** Written exercise **
Swap every "dot" for "point" in the lines starting at the one containing "Note: spot the sleeping" and ending at the last line, leaving everything else unchanged, and give only those lines.

Image point annotation entries:
■ ■ ■

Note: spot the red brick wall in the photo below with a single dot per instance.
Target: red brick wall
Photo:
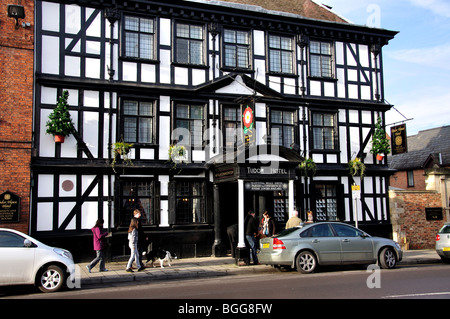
(16, 107)
(409, 220)
(400, 180)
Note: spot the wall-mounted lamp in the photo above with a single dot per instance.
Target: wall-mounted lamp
(16, 11)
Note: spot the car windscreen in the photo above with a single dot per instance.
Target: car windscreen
(445, 229)
(286, 232)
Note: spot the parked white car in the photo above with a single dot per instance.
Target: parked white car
(443, 243)
(26, 261)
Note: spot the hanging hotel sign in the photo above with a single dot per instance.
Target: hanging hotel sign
(248, 124)
(399, 140)
(9, 207)
(266, 186)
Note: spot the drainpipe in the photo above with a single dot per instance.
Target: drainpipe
(112, 14)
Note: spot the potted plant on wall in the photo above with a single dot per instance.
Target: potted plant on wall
(121, 150)
(308, 167)
(380, 144)
(60, 123)
(356, 167)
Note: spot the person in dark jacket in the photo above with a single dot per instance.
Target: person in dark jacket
(99, 235)
(251, 230)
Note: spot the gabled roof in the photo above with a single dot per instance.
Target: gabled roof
(240, 84)
(305, 8)
(426, 148)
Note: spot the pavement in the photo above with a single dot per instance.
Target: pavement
(206, 267)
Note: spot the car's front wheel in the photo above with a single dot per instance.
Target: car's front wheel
(306, 262)
(51, 279)
(388, 259)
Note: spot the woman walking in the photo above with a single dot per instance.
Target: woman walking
(133, 243)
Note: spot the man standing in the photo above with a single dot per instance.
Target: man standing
(251, 230)
(294, 220)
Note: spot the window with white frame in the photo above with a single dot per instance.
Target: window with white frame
(138, 121)
(236, 49)
(191, 118)
(231, 126)
(323, 131)
(281, 54)
(283, 121)
(321, 59)
(139, 34)
(189, 43)
(190, 202)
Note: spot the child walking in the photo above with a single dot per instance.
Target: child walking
(133, 242)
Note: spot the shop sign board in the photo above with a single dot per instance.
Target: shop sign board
(9, 208)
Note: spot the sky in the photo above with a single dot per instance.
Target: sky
(416, 63)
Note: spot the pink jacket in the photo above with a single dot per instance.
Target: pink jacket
(99, 238)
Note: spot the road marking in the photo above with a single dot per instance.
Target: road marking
(419, 294)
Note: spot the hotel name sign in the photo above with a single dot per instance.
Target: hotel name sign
(9, 207)
(259, 172)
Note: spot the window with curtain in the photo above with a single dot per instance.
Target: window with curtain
(189, 43)
(190, 202)
(139, 34)
(321, 59)
(281, 54)
(191, 118)
(137, 194)
(236, 49)
(283, 121)
(326, 202)
(138, 121)
(231, 127)
(323, 131)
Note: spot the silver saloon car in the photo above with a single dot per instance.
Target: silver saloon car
(327, 243)
(26, 261)
(443, 243)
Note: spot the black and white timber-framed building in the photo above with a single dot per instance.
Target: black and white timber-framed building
(158, 73)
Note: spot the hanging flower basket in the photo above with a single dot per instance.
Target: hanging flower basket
(308, 167)
(380, 144)
(357, 168)
(59, 138)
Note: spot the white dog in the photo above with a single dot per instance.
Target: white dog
(162, 256)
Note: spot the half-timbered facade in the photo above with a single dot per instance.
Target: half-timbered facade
(247, 91)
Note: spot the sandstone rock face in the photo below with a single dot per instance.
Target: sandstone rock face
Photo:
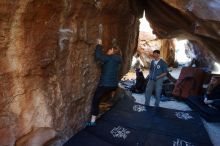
(195, 20)
(47, 68)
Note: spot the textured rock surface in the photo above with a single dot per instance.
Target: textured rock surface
(47, 68)
(191, 19)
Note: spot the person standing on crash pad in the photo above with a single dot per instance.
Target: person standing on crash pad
(157, 72)
(111, 62)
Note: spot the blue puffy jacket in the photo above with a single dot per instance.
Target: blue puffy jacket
(110, 67)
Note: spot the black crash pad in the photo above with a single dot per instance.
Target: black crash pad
(132, 124)
(84, 138)
(117, 134)
(208, 113)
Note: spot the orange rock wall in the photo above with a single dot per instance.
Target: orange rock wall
(47, 68)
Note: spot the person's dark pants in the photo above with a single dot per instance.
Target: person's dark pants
(99, 93)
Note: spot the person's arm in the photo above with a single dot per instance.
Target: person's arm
(164, 68)
(99, 53)
(161, 75)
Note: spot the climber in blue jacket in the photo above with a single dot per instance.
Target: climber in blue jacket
(111, 62)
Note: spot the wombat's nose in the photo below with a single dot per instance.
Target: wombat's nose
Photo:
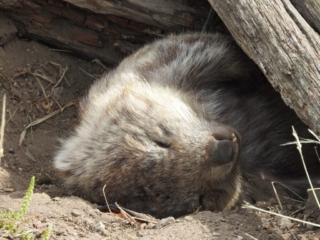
(223, 151)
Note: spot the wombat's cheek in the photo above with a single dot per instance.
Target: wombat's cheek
(223, 151)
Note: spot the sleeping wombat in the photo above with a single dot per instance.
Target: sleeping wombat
(176, 124)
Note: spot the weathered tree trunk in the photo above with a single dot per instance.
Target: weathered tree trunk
(103, 29)
(285, 47)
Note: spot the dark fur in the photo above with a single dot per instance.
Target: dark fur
(154, 159)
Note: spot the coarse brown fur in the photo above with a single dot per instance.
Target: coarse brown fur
(163, 130)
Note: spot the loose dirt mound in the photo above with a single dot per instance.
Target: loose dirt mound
(29, 72)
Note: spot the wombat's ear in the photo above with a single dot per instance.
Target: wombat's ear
(223, 151)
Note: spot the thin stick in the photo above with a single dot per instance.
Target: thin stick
(299, 147)
(2, 126)
(310, 131)
(105, 198)
(251, 236)
(64, 70)
(131, 219)
(277, 196)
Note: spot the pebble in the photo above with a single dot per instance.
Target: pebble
(76, 213)
(98, 227)
(188, 218)
(164, 222)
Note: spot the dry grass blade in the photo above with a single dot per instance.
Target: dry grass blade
(127, 216)
(40, 120)
(247, 205)
(64, 70)
(105, 198)
(2, 126)
(250, 236)
(299, 147)
(277, 196)
(310, 131)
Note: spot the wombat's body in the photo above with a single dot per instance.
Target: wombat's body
(163, 130)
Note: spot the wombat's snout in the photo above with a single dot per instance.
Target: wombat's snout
(223, 151)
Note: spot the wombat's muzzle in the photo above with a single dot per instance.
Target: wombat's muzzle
(224, 151)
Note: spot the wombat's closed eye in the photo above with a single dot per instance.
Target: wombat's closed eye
(174, 127)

■ ■ ■

** Result **
Note: spot the sleeping wombat in the photo above with a single point per instance.
Target: sleeping wombat
(176, 124)
Note: spot the weathered tree trunk in the photo above with a single point per instance.
Target: weathered tree trunk
(103, 29)
(285, 47)
Note: spot the dark fur in the photo above with a single point per instance.
Target: dark fur
(154, 159)
Note: spot the coarse brown fur in the photo above with a single point per instance.
Target: coarse brown fur
(163, 130)
Note: spot the loose dirt mound in the photo above with a single point per instance.
Target: loose dirt mound
(29, 72)
Note: spot the wombat's ear in the photo above with a single point per instance.
Target: wombat's ear
(223, 151)
Note: spot the thin stick in the photo above with a single point per instance.
Target: thin stick
(299, 147)
(2, 126)
(310, 131)
(105, 198)
(251, 236)
(64, 70)
(131, 219)
(277, 196)
Note: spot the pebble in the photo above with a single point per instance.
Target: pebble
(76, 213)
(98, 227)
(188, 218)
(164, 222)
Note: spot the dry grass blade in the photo above with a single point per instance.
Target: dry grass blade
(127, 216)
(40, 120)
(247, 205)
(64, 70)
(105, 198)
(2, 126)
(250, 236)
(299, 147)
(277, 196)
(310, 131)
Note: spot the wombat's body in the photo above with a single point per instance.
Target: wombat's body
(163, 130)
Note: spot the wombat's snout in the photo above with a single point per instance.
Target: wombat's snout
(223, 151)
Note: spot the wombat's muzzle in the photo above with a single point per instance.
Target: wombat's muzzle
(224, 151)
Note: spot the wombat's closed eye in the photo above with a single point per instance.
Target: wombat's closed eye
(174, 127)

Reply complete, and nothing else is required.